Task prompt: Give back every entry, exactly as written.

Records shown:

►

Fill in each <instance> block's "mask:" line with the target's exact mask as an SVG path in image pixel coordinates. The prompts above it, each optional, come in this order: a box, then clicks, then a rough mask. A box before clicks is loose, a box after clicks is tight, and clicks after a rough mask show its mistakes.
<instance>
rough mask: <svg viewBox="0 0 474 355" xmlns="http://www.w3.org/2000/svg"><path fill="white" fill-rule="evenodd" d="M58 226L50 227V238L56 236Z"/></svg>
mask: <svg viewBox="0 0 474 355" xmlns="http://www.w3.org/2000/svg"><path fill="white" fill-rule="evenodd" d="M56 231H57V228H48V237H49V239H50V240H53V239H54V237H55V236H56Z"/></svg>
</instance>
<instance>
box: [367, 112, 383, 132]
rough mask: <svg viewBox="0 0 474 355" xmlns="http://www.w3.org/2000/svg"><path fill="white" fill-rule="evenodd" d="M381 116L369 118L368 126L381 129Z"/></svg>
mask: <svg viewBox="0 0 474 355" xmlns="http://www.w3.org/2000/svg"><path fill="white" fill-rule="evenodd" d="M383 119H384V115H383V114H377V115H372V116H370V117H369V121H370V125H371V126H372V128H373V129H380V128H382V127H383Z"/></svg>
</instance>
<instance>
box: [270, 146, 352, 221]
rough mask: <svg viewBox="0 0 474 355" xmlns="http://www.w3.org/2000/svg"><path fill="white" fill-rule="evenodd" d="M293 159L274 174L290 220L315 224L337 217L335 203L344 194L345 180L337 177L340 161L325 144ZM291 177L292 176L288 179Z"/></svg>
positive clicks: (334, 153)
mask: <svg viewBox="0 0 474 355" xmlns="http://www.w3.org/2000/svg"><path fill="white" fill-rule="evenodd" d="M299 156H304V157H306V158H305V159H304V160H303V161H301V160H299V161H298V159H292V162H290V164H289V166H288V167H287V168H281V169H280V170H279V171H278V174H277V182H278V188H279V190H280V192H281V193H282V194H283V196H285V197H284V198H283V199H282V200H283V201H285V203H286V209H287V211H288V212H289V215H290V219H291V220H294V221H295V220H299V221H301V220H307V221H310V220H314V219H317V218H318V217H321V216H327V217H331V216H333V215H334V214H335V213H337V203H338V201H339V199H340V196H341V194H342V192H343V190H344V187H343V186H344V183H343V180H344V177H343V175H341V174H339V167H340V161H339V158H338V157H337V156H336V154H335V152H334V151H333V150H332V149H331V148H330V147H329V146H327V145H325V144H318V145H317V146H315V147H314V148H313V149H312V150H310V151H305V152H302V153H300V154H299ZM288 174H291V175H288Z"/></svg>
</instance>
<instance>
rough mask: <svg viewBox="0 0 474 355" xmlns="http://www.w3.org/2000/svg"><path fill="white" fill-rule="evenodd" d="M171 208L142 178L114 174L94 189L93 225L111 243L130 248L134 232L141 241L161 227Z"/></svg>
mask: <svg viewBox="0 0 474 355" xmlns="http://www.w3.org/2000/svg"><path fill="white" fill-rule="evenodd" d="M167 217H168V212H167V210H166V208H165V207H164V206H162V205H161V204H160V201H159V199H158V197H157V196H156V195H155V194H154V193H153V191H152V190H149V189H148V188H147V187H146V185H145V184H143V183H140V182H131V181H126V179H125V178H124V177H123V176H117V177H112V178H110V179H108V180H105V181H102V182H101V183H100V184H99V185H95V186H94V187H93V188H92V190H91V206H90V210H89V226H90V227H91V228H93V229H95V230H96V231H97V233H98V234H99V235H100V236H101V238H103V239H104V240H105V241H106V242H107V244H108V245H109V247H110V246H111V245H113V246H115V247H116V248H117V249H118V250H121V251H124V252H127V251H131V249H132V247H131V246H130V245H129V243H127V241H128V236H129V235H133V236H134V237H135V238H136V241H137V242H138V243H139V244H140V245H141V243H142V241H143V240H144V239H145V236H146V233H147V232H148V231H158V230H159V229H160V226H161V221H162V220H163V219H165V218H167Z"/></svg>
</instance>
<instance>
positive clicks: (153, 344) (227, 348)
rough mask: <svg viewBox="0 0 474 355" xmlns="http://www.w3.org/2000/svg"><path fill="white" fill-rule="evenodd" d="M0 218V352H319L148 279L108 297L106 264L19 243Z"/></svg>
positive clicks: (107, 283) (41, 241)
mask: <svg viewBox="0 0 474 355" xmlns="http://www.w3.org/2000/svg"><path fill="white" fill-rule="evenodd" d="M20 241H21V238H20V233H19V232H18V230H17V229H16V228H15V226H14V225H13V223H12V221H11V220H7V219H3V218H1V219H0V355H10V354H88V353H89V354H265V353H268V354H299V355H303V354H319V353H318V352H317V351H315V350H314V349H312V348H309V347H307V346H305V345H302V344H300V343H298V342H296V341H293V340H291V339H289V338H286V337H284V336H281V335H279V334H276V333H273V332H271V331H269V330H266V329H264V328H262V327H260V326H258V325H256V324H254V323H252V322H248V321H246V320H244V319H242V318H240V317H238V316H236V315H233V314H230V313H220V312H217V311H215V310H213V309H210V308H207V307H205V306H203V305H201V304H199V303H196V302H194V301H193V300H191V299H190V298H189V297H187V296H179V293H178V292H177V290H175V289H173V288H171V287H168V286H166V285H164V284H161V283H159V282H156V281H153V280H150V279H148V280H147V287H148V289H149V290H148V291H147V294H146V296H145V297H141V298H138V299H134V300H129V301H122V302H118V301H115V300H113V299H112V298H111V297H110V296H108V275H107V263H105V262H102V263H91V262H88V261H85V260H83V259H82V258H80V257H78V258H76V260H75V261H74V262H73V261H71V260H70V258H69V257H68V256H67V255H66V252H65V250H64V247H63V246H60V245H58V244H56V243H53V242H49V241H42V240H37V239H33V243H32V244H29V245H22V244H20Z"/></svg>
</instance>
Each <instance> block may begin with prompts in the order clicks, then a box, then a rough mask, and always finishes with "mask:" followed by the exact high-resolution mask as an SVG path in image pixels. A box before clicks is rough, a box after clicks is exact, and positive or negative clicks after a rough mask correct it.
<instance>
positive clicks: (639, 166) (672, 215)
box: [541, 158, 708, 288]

◄

Output:
Fill in each <instance> block's "mask:" line with the target's exact mask as an SVG path in image pixel coordinates. The prompts above it, each optional, come in this order: a box, then clicks, then a rough mask. A box before clicks is loose, a box after clicks is tight, and clicks after a rough mask show its mistakes.
<instance>
rough mask: <svg viewBox="0 0 474 355" xmlns="http://www.w3.org/2000/svg"><path fill="white" fill-rule="evenodd" d="M58 226L50 227V238L56 236Z"/></svg>
mask: <svg viewBox="0 0 474 355" xmlns="http://www.w3.org/2000/svg"><path fill="white" fill-rule="evenodd" d="M56 231H57V228H48V237H49V239H50V240H53V239H54V237H55V236H56Z"/></svg>
</instance>
<instance>
box: [367, 112, 383, 132]
rough mask: <svg viewBox="0 0 474 355" xmlns="http://www.w3.org/2000/svg"><path fill="white" fill-rule="evenodd" d="M381 116L369 118L368 126L381 129Z"/></svg>
mask: <svg viewBox="0 0 474 355" xmlns="http://www.w3.org/2000/svg"><path fill="white" fill-rule="evenodd" d="M383 119H384V115H383V114H377V115H372V116H370V117H369V121H370V125H371V126H372V128H373V129H380V128H382V127H383Z"/></svg>
</instance>
<instance>
box: [270, 146, 352, 221]
rough mask: <svg viewBox="0 0 474 355" xmlns="http://www.w3.org/2000/svg"><path fill="white" fill-rule="evenodd" d="M293 159L274 174L290 220L315 224L337 217L335 203L344 194L345 180L337 177L340 161L325 144ZM291 177L292 176L288 179Z"/></svg>
positive clicks: (334, 153)
mask: <svg viewBox="0 0 474 355" xmlns="http://www.w3.org/2000/svg"><path fill="white" fill-rule="evenodd" d="M299 156H304V157H306V158H305V159H304V160H303V161H301V160H299V161H298V159H292V162H290V164H289V166H288V167H287V168H281V169H280V170H279V171H278V174H277V182H278V188H279V190H280V192H281V193H282V194H283V196H285V197H284V198H283V199H282V200H283V201H285V203H286V209H287V211H288V212H289V215H290V219H291V220H294V221H295V220H299V221H301V220H307V221H310V220H314V219H317V218H318V217H321V216H327V217H331V216H333V215H334V214H335V213H337V203H338V201H339V199H340V196H341V194H342V192H343V190H344V187H343V186H344V183H343V180H344V177H343V175H341V174H339V167H340V161H339V158H338V157H337V156H336V154H335V152H334V151H333V150H332V149H331V148H330V147H329V146H327V145H325V144H318V145H317V146H315V147H314V148H313V149H312V150H310V151H305V152H302V153H300V154H299ZM288 174H291V175H288Z"/></svg>
</instance>
<instance>
rough mask: <svg viewBox="0 0 474 355" xmlns="http://www.w3.org/2000/svg"><path fill="white" fill-rule="evenodd" d="M171 208L142 178L114 174L94 189L93 225L111 243L130 248L134 232L141 241L161 227Z"/></svg>
mask: <svg viewBox="0 0 474 355" xmlns="http://www.w3.org/2000/svg"><path fill="white" fill-rule="evenodd" d="M167 217H168V212H167V210H166V208H165V207H164V206H162V205H161V204H160V201H159V199H158V197H157V196H156V195H155V194H154V193H153V191H152V190H149V189H148V188H147V187H146V185H145V184H143V183H140V182H131V181H126V179H125V178H124V177H123V176H117V177H112V178H110V179H108V180H105V181H102V182H101V183H100V184H99V185H95V186H94V187H93V188H92V190H91V206H90V210H89V226H90V227H91V228H93V229H95V230H96V231H97V233H98V234H99V235H100V236H101V238H103V239H104V240H105V241H106V242H107V244H108V245H109V247H110V246H111V245H113V246H115V247H116V248H117V249H118V250H121V251H124V252H127V251H131V249H132V247H131V246H130V245H129V243H127V241H128V236H129V235H133V236H134V237H135V238H136V241H137V242H138V243H139V244H140V245H141V243H142V241H143V240H144V239H145V236H146V233H147V232H148V231H158V230H159V229H160V226H161V221H162V220H163V219H165V218H167Z"/></svg>
</instance>
<instance>
positive clicks: (153, 344) (227, 348)
rough mask: <svg viewBox="0 0 474 355" xmlns="http://www.w3.org/2000/svg"><path fill="white" fill-rule="evenodd" d="M0 218V352H319L148 279L108 297L106 264L19 243Z"/></svg>
positive clicks: (107, 283) (41, 241)
mask: <svg viewBox="0 0 474 355" xmlns="http://www.w3.org/2000/svg"><path fill="white" fill-rule="evenodd" d="M20 241H21V238H20V233H19V232H18V230H17V229H16V228H15V226H14V225H13V223H12V221H11V220H7V219H3V218H1V219H0V355H10V354H88V353H89V354H265V353H268V354H299V355H303V354H319V353H318V352H317V351H315V350H314V349H312V348H309V347H307V346H305V345H302V344H300V343H298V342H296V341H293V340H291V339H289V338H286V337H284V336H281V335H279V334H276V333H273V332H271V331H269V330H266V329H264V328H262V327H260V326H258V325H256V324H254V323H252V322H248V321H246V320H244V319H242V318H240V317H238V316H236V315H233V314H230V313H220V312H217V311H215V310H213V309H210V308H207V307H205V306H203V305H201V304H199V303H196V302H194V301H193V300H191V299H190V298H189V297H187V296H179V293H178V292H177V290H175V289H173V288H171V287H168V286H166V285H164V284H161V283H159V282H156V281H153V280H150V279H148V280H147V287H148V289H149V290H148V291H147V294H146V296H145V297H141V298H138V299H134V300H129V301H122V302H118V301H115V300H113V299H112V298H111V297H110V296H108V275H107V263H105V262H102V263H91V262H88V261H85V260H83V259H82V258H80V257H78V258H76V260H75V261H74V262H73V261H71V260H70V258H69V257H68V256H67V255H66V252H65V250H64V247H63V246H60V245H58V244H56V243H53V242H49V241H42V240H37V239H33V243H32V244H29V245H22V244H20Z"/></svg>
</instance>
Each <instance> block may begin with prompts in the order clicks, then a box, then a rough mask, and always finishes with "mask:" followed by the exact high-resolution mask as an SVG path in image pixels. A box before clicks is rough, a box after clicks is exact, and positive or negative clicks after a rough mask correct it.
<instance>
positive clicks: (639, 166) (672, 215)
box: [541, 158, 708, 288]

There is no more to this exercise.